■ Activities:
a) Write out the Parkinson's article from "Only 10 percent" up to and including "African Arab Berbers.".
b) Answer these questions using the Parkinson's article:
(i) In which journal was the research published?
(ii) What percentage of Parkinson's cases have a genetic cause?
(iii) What did Smeyne's team see a certain strain of influenza virus do to mice?
c) In the Parkinson's article, rewrite the paragraph that begins "Parkinson's patients typically lose dopamine nerve cells" as a short list that keeps its main facts.

■ Passage:
================
Mutation Can Trigger Parkinson’s Outside the Brain, Study Finds
The most common gene mutation in Parkinson’s triggers disease outside the brain by changing the body’s immune response to common infections, a study in mice reports.
The research, “Mutant LRRK2 mediates peripheral and central immune responses leading to neurodegeneration in vivo,” was published in the journal Brain.
Parkinson’s patients typically lose dopamine nerve cells in a brain area called substantia nigra, resulting in protein clumps known as Lewy bodies and an increase in brain inflammatory cells. In fact, increasing evidence shows that nerve cell inflammation is key to the development of the disease.
“We know that brain cells called microglia cause the inflammation that ultimately destroys the area of the brain responsible for movement in Parkinson’s,” Dr. Richard J. Smeyne, the study’s senior author, said in a press release. “But it wasn’t clear how a common inherited mutation was involved in that process, and whether the mutation altered microglia.”
Only 10 percent of Parkinson’s cases have a genetic cause. Among these, LRRK2 gene cause the most cases. Mutated LRRK2 is found in 15 to 20 percent of Parkinson’s patients who are Ashkenazi Jews patients and in 40 percent of patients who are North African Arab Berbers.
But the precise link between LRRK2 and Parkinson’s remains poorly understood.
“We know that gene mutation is not enough to cause the disease,” said Dr. Elena Kozina, the study’s first author. “We know that twins who both carry the mutation won’t both necessarily develop Parkinson’s.” Another “initiating event,” or hit, is needed, she said.
Smeyne’s team had already observed that a certain strain of influenza virus predisposed mice to develop disease characteristics that mimic Parkinson’s. This prompted them to wonder if a second hit could come from an infection.
================
■ Information shown:
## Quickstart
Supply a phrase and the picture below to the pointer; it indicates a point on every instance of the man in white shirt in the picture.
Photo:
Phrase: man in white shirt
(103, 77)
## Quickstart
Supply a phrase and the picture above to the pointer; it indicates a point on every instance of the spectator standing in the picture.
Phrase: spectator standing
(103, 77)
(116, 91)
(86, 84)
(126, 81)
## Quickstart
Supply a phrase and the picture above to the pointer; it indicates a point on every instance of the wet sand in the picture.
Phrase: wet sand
================
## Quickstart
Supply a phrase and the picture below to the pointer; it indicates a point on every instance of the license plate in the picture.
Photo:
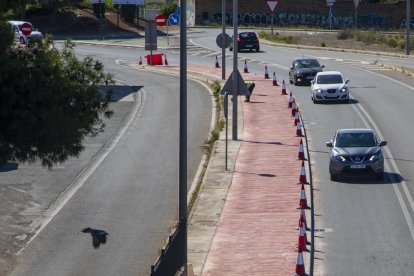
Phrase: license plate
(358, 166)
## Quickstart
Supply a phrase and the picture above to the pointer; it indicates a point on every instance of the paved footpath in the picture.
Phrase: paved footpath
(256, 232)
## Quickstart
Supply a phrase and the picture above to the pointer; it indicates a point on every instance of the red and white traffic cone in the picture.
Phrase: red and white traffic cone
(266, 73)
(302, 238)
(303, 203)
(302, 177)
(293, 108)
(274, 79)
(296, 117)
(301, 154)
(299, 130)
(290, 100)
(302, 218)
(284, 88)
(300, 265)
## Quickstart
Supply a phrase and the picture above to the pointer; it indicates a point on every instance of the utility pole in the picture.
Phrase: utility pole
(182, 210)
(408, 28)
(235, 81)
================
■ Task-by-task solutions:
a)
Only 10 percent of Parkinson’s cases have a genetic cause. Among these, LRRK2 gene cause the most cases. Mutated LRRK2 is found in 15 to 20 percent of Parkinson’s patients who are Ashkenazi Jews patients and in 40 percent of patients who are North African Arab Berbers.

b)
(i) Brain
(ii) 10 percent
(iii) It predisposed them to develop disease characteristics that mimic Parkinson's.

c)
- Parkinson's patients typically lose dopamine nerve cells in a brain area called the substantia nigra.
- This results in protein clumps called Lewy bodies and an increase in brain inflammatory cells.
- Growing evidence shows that nerve cell inflammation is key to the development of the disease.